▶ _Exercise_:
Extract every line of the material below and reproduce each one unchanged, in its original order.

▶ _Supplied material_:
----------------
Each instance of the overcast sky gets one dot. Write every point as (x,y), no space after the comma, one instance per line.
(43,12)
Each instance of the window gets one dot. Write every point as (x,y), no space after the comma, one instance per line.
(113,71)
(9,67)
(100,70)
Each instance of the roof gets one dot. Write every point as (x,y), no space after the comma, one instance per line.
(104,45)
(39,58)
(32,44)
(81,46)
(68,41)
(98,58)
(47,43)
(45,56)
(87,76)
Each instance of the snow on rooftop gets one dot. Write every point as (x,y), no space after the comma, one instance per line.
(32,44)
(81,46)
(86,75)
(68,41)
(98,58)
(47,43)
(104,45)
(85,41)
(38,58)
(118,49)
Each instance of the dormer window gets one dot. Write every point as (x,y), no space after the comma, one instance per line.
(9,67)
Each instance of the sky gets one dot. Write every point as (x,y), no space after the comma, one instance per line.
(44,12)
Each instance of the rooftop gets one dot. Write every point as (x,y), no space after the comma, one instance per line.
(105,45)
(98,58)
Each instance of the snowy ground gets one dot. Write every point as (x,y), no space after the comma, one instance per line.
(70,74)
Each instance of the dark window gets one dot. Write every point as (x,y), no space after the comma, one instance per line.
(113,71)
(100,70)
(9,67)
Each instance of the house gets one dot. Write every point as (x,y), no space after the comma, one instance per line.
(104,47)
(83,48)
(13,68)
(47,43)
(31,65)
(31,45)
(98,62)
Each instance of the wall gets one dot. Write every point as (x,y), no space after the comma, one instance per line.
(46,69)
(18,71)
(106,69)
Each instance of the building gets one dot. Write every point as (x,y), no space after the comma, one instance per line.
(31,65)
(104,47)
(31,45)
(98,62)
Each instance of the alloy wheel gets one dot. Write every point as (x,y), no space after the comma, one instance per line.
----------------
▶ _Output for this exercise_:
Each instance of the overcast sky gets one dot. Write every point as (x,y), no space after the comma, one instance per line.
(43,12)
Each instance of the window gets one dot. Write every point as (x,y), no space after the comma, one instance per line.
(113,71)
(9,67)
(100,70)
Each instance of the roof gets one dot. Write every point as (x,y), no space after the comma, one instance per line.
(104,45)
(39,58)
(32,44)
(81,46)
(68,41)
(98,58)
(47,43)
(45,56)
(87,76)
Each instance of the snow on rooftop gets one dot. Write every point as (x,y), no space after the comma, one instance per line.
(32,44)
(81,46)
(86,75)
(68,41)
(98,58)
(47,43)
(104,45)
(85,41)
(38,58)
(118,49)
Each instance of the dormer window gets one dot. Write every point as (x,y), no space after the comma, one instance per line.
(9,67)
Each instance of the sky gets one dot. Write every point as (x,y), no space after the comma, one instance per line.
(44,12)
Each instance of the rooftop gets one dot. Write every point as (x,y), no space after the comma, one instance per line.
(105,45)
(98,58)
Each instance of the snowy ground gets one dot. Write every point as (x,y), no space after the comma, one instance per line.
(70,74)
Each instance of the dark window gets one dot. Write every point as (x,y), no space after the comma, one instance per line.
(113,71)
(100,70)
(9,67)
Each instance of the house gets one dot. Write every point as (x,y), no space after the comma, one instance per line.
(104,47)
(83,48)
(13,68)
(47,43)
(31,65)
(31,45)
(98,62)
Each instance of the wall gets one dot. Write every point as (x,y), no space after the comma, one instance per line.
(46,69)
(18,71)
(106,69)
Each instance of the building gets one dot. Write every point as (x,y), no space after the comma, one instance per line.
(31,65)
(104,47)
(31,45)
(98,62)
Each instance of the alloy wheel gets one dot. Write every point as (x,y), no space after the comma, one instance per line.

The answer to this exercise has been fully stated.